■ Exercise details
Keyword search on "flowering": report each line of the records that contains it.

::: Information shown

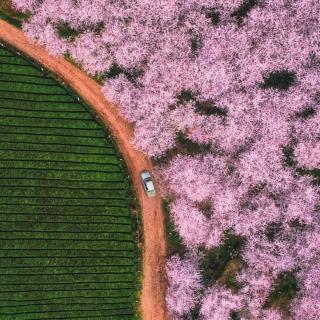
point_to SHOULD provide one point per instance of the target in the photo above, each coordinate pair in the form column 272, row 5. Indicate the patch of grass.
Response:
column 12, row 16
column 68, row 213
column 280, row 80
column 285, row 289
column 215, row 261
column 174, row 241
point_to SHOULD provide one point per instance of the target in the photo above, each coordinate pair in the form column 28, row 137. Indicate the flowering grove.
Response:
column 224, row 95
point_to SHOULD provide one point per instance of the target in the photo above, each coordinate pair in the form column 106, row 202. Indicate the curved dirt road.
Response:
column 152, row 300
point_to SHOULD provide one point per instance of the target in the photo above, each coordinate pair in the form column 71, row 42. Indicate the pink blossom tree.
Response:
column 184, row 282
column 241, row 77
column 218, row 304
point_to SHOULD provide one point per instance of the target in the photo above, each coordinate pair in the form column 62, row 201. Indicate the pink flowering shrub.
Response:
column 184, row 282
column 218, row 304
column 240, row 77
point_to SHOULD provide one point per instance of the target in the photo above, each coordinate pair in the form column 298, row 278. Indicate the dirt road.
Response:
column 152, row 299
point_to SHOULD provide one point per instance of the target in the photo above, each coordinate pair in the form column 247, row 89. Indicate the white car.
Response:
column 147, row 183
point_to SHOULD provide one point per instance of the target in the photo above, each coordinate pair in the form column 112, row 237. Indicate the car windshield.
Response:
column 149, row 185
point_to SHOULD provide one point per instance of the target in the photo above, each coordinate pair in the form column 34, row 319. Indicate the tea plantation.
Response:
column 67, row 245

::::::

■ Result
point_to SHOULD provide one point per instance of the target in the photo above, each coordinate pair in the form column 28, row 137. Indicate the flowering grove.
point_to SHOULD provide one point per instance of the target in the photo above, each coordinate pair in the form column 62, row 201. Indicate the pink flowering shrub.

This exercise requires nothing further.